Count the lines in the items below that contain the string "dark". Give only the number.
━━ Records for processing
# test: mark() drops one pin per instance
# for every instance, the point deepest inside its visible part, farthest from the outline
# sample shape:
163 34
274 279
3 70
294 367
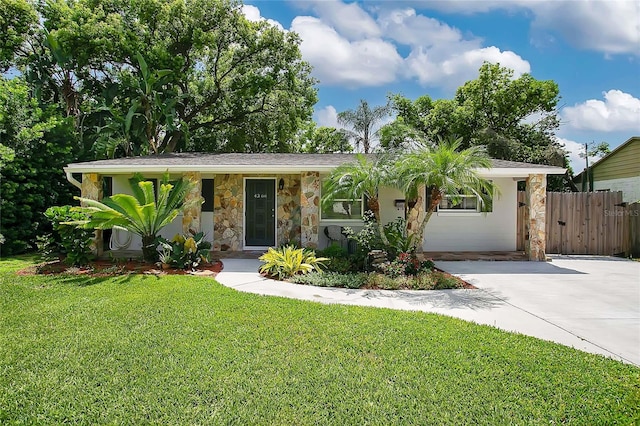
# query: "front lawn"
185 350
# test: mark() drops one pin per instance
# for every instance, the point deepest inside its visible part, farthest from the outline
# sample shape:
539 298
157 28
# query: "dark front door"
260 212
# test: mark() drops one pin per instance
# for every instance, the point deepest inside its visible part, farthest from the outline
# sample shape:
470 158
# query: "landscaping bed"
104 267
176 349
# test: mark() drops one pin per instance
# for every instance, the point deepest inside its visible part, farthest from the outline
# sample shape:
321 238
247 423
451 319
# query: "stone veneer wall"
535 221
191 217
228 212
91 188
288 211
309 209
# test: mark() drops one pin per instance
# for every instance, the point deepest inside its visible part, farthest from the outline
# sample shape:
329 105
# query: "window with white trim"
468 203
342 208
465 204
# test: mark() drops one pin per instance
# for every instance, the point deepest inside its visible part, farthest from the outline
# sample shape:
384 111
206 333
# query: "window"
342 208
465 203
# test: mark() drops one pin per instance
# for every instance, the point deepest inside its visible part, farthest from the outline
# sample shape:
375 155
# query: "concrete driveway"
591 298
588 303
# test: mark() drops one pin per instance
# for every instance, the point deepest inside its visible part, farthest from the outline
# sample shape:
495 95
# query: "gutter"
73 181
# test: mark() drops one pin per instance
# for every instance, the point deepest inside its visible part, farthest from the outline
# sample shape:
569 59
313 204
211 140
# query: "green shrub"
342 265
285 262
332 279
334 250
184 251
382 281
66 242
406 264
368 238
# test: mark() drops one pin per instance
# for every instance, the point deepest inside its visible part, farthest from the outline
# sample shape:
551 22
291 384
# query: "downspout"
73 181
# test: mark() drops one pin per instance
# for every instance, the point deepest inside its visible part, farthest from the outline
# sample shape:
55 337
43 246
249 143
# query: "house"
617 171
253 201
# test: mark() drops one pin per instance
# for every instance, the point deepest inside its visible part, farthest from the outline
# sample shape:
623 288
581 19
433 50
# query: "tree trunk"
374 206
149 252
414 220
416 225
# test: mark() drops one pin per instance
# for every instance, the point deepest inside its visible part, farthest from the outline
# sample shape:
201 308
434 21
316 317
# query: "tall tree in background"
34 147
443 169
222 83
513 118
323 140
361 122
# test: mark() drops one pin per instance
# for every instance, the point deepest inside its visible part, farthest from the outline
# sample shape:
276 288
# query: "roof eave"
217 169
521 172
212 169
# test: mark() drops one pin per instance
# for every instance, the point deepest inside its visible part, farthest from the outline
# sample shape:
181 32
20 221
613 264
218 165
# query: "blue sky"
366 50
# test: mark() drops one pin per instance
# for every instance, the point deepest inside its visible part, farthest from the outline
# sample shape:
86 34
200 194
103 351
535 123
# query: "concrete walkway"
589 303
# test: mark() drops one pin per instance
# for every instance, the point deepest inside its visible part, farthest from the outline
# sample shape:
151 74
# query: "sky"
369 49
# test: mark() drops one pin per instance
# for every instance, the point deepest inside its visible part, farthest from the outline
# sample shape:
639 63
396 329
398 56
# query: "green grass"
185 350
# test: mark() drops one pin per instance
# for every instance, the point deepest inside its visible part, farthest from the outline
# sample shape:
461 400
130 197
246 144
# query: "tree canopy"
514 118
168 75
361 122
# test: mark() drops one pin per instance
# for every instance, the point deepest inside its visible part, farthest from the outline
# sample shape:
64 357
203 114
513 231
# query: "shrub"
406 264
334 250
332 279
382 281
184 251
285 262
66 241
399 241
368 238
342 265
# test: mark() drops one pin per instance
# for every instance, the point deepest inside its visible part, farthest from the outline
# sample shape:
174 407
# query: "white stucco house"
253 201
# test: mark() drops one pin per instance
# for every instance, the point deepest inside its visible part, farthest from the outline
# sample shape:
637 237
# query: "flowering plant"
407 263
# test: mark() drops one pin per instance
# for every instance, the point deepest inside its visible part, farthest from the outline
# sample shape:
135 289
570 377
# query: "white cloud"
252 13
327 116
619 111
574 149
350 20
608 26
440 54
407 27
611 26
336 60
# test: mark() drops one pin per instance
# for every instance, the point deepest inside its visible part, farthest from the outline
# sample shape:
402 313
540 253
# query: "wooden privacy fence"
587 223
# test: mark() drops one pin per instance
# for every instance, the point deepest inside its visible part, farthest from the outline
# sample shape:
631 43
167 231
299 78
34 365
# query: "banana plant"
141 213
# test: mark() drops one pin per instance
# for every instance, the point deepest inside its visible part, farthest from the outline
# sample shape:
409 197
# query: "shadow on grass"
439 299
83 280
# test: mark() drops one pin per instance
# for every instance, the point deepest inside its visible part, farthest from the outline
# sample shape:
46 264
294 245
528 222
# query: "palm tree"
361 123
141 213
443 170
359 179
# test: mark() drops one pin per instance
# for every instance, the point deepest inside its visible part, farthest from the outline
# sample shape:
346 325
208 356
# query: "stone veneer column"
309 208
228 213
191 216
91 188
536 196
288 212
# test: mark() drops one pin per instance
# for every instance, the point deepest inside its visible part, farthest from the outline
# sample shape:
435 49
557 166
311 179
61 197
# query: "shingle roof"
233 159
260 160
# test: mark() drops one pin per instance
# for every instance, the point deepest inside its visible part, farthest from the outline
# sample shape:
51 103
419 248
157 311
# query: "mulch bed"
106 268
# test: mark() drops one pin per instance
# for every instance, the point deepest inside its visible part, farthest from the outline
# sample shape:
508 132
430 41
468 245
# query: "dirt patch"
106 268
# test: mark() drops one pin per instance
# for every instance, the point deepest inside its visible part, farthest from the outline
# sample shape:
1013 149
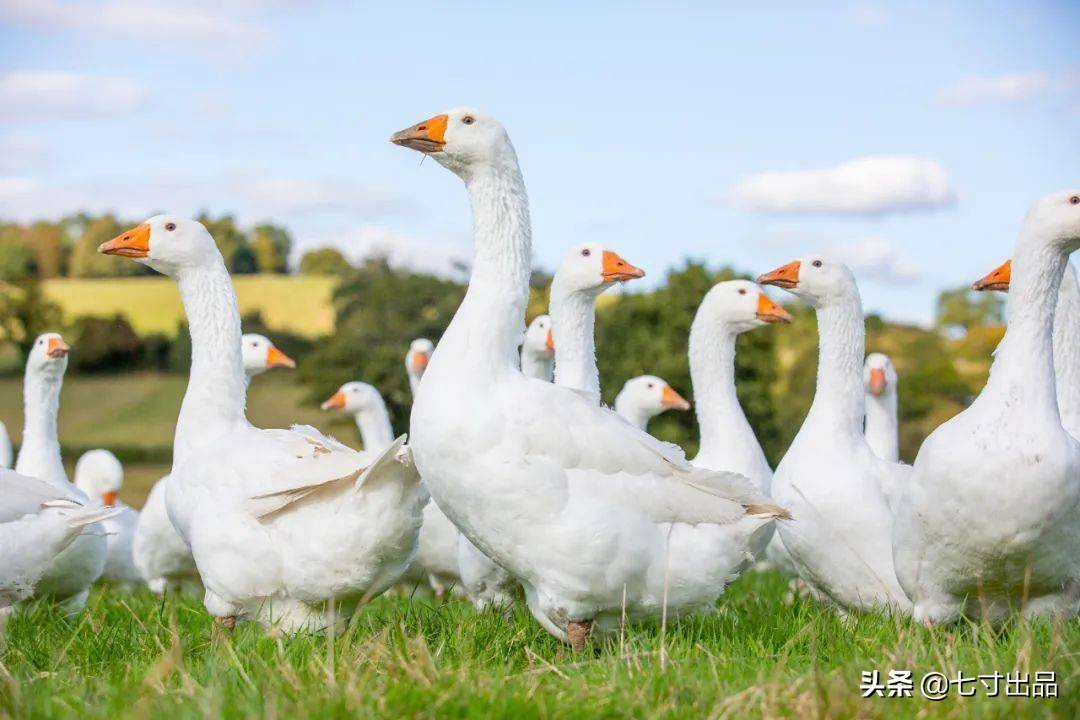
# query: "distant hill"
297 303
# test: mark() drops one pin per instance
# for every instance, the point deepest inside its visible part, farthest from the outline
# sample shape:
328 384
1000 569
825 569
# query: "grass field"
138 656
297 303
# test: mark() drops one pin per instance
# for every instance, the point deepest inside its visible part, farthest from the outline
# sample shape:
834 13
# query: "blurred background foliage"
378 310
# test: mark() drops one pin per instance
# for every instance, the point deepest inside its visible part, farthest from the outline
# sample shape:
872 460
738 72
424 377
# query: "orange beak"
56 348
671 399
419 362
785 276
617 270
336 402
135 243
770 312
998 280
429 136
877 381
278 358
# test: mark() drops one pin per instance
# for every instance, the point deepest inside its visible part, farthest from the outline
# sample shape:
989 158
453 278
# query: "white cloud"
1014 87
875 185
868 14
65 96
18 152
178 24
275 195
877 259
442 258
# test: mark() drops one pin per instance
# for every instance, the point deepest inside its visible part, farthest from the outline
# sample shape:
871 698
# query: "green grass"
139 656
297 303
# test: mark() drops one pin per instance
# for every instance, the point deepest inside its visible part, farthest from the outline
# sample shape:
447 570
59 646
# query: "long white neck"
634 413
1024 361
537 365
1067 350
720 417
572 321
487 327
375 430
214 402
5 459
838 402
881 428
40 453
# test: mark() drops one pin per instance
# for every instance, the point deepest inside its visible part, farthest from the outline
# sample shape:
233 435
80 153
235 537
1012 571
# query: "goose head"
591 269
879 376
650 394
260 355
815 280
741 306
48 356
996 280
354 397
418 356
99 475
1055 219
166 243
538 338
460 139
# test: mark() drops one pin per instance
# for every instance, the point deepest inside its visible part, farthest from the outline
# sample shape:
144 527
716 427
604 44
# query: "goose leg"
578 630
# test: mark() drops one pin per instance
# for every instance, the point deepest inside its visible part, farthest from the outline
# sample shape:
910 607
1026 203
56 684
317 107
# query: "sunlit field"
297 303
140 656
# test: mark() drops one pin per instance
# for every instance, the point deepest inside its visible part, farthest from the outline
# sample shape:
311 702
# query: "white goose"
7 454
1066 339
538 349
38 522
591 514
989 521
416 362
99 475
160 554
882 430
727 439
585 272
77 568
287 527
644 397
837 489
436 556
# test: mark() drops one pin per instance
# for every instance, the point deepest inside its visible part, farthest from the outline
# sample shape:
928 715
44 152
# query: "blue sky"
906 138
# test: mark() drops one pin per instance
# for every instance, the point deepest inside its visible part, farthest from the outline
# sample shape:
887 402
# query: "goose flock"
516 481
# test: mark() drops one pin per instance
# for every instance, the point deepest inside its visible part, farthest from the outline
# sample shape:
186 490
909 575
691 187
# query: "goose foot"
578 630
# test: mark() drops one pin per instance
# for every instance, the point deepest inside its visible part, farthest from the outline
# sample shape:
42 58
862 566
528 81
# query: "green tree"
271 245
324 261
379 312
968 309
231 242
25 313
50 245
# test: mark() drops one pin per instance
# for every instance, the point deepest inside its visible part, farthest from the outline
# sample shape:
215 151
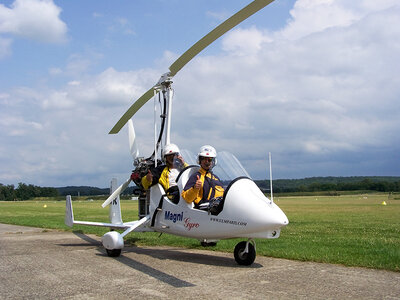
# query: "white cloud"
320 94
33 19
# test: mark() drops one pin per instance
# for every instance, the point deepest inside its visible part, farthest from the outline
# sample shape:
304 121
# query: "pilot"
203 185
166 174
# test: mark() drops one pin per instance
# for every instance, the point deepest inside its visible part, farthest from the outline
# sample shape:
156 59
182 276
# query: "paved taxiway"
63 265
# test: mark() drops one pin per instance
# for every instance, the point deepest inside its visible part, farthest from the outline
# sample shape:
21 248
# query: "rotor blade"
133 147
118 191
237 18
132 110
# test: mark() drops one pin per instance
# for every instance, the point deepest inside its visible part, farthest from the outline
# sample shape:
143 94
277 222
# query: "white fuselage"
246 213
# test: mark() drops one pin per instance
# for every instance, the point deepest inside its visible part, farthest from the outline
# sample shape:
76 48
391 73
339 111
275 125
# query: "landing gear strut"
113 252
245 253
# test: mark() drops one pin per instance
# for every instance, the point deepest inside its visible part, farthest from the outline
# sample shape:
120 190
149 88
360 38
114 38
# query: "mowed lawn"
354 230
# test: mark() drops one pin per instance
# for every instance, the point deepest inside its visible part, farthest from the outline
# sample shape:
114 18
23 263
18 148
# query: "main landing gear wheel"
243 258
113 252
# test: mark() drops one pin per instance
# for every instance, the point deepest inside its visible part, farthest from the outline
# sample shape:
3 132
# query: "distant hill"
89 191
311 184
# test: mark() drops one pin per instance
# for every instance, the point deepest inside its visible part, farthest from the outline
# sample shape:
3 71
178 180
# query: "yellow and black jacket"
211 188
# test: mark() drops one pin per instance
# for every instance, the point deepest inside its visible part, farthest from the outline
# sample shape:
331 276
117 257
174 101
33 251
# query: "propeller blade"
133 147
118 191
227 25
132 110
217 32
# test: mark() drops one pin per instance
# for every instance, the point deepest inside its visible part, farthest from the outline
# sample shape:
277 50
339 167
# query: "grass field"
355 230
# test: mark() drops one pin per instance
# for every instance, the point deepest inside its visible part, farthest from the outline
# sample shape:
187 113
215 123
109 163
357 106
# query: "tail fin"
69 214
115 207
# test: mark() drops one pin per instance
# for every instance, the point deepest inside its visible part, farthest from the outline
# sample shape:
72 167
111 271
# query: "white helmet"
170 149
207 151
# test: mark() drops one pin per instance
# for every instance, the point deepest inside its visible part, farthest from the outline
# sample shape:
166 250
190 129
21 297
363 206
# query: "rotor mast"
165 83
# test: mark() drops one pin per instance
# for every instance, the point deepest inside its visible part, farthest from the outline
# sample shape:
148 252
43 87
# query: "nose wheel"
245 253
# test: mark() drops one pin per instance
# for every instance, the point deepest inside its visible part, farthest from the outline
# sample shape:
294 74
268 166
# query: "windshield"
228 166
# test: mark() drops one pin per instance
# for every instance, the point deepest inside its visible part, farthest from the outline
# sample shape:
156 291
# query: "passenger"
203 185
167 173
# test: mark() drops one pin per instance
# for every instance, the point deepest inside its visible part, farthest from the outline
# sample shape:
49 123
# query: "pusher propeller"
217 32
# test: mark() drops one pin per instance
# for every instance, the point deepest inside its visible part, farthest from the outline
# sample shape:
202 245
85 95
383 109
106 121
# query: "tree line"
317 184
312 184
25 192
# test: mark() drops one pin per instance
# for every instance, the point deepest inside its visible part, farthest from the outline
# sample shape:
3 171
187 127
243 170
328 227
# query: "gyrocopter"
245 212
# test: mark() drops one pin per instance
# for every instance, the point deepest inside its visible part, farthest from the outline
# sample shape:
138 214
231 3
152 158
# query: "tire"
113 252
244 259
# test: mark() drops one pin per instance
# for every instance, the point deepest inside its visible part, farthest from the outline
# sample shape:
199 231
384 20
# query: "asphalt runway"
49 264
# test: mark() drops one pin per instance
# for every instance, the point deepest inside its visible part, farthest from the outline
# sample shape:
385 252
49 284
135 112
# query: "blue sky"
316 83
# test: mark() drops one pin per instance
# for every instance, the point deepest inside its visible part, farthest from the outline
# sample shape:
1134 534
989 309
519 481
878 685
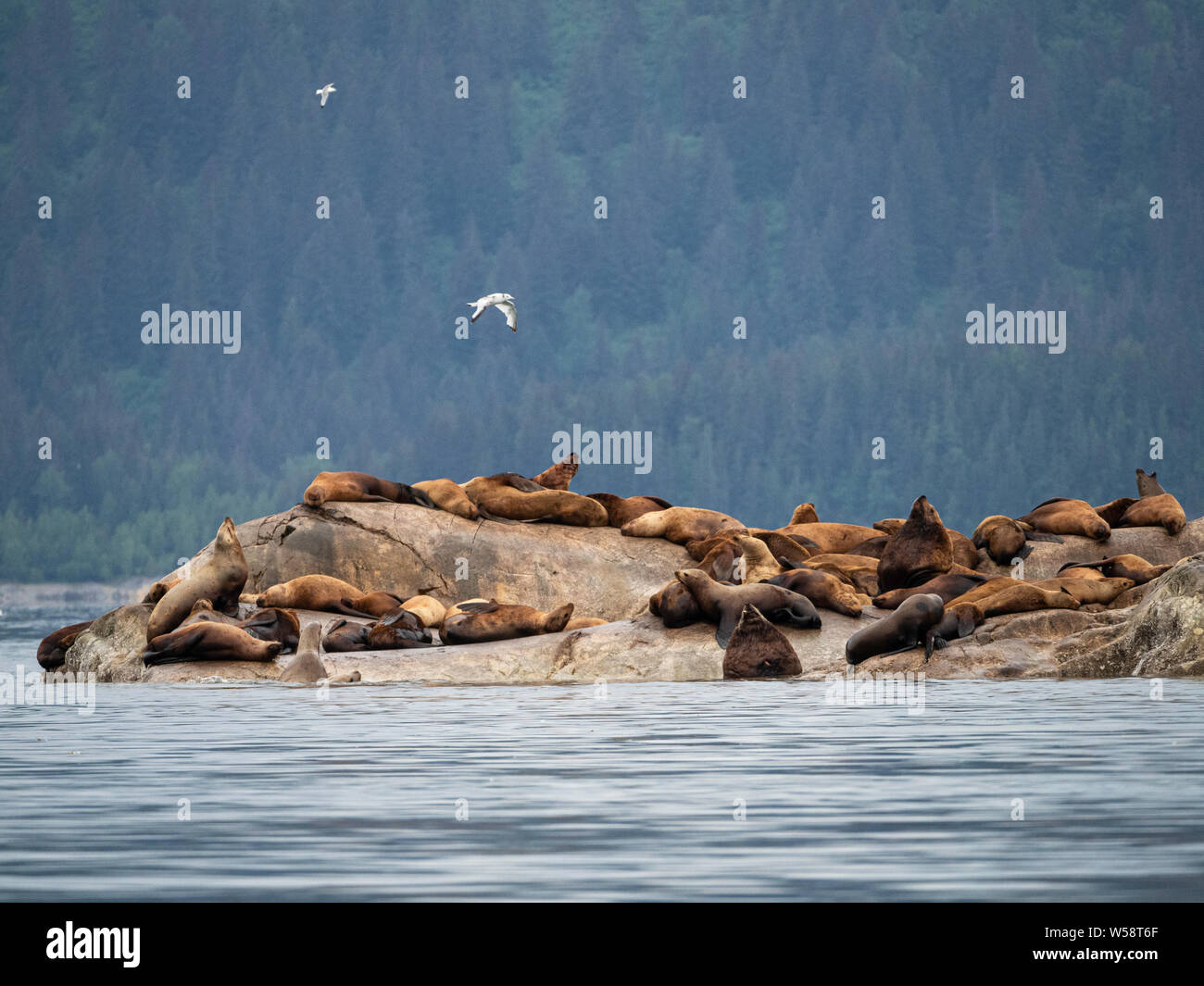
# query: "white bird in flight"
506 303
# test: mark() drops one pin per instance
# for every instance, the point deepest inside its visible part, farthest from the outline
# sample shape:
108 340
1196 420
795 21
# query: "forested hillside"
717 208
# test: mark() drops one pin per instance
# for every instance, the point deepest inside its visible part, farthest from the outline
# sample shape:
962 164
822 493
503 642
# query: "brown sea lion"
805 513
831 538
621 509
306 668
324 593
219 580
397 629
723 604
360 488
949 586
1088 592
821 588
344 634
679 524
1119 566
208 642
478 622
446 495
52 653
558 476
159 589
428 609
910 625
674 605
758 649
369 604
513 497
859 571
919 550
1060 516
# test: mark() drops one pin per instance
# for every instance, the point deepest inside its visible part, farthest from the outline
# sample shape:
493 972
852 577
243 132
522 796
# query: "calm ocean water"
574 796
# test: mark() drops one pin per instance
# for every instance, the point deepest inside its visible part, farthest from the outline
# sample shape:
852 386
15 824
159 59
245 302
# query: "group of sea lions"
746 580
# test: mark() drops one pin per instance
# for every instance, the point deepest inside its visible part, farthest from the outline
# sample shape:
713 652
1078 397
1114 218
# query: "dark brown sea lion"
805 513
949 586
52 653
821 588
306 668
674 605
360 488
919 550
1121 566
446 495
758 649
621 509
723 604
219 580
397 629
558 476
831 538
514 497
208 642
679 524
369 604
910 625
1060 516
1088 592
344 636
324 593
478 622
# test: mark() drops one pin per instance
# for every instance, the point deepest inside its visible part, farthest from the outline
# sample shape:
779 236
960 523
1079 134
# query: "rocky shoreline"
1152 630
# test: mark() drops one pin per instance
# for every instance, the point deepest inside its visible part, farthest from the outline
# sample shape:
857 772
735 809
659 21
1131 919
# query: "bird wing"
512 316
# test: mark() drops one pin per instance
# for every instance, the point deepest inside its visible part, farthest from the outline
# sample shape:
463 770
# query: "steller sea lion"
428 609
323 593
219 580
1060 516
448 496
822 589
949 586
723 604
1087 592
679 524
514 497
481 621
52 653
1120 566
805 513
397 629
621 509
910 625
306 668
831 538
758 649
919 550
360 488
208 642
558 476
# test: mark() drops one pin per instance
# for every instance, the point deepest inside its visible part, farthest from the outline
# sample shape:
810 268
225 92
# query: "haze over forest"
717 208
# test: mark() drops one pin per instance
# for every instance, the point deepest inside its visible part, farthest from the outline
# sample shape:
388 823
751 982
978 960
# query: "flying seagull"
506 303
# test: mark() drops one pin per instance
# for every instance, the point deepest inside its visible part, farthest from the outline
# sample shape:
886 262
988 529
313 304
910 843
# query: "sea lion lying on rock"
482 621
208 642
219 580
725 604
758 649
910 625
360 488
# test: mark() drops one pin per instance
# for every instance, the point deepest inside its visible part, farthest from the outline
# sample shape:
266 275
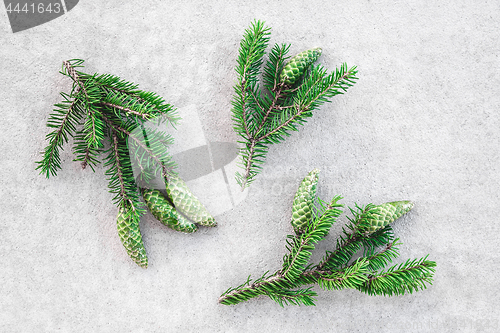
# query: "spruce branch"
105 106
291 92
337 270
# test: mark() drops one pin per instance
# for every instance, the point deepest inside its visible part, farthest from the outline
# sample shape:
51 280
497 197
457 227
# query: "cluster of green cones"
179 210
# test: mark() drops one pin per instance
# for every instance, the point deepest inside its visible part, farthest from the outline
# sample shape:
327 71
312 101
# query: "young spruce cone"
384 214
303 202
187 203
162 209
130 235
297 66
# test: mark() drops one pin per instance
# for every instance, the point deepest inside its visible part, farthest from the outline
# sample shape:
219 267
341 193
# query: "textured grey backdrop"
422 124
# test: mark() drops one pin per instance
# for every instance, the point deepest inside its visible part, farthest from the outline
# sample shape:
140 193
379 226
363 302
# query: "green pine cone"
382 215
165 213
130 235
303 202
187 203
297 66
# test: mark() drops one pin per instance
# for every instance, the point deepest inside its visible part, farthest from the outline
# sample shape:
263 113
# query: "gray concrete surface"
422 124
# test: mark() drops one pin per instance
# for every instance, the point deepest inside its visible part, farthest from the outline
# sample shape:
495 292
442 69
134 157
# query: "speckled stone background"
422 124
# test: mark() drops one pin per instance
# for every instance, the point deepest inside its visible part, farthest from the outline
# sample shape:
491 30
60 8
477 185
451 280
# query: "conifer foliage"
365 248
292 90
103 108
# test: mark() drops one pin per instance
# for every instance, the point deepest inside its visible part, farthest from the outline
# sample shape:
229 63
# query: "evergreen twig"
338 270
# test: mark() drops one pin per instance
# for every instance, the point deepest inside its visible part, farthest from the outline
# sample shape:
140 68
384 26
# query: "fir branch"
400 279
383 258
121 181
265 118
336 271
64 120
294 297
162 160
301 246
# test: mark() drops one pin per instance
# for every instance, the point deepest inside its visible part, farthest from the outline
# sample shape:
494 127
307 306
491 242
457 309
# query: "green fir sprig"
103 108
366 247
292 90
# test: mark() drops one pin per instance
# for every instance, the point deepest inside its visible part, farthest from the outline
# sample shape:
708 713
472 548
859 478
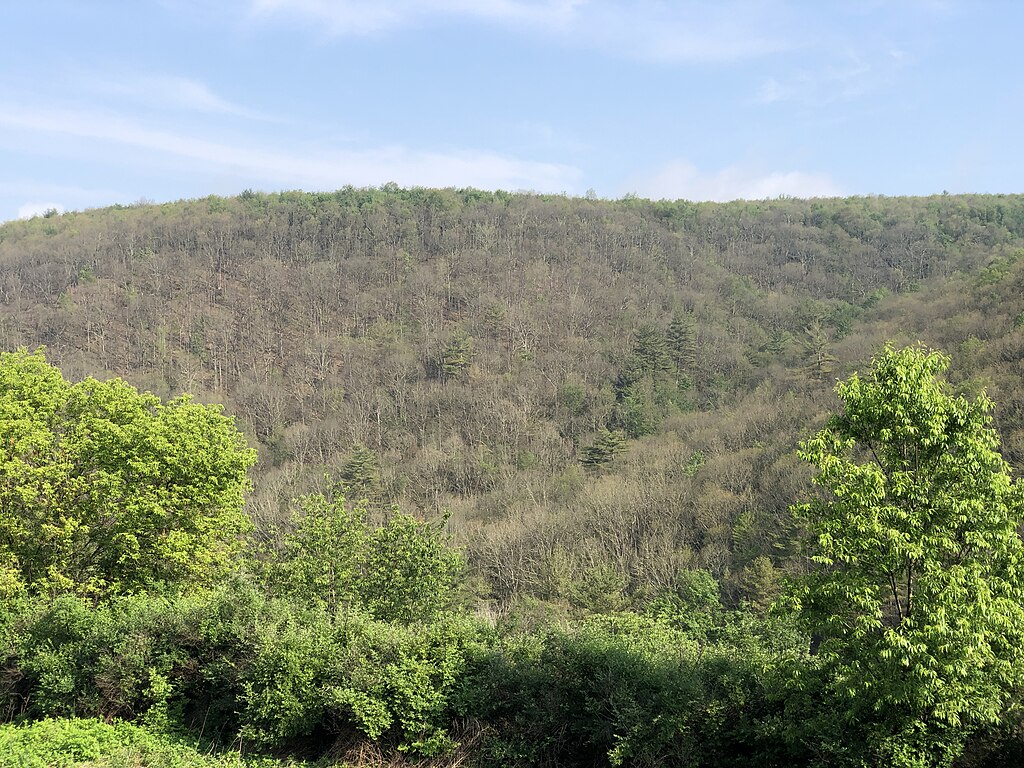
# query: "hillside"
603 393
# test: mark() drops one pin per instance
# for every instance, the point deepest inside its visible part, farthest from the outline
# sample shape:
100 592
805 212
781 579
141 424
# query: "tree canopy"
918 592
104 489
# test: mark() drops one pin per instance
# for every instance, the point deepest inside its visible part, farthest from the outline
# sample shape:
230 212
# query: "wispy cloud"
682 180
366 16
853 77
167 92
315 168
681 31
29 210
━━━━
▶ **Response for this exercise**:
2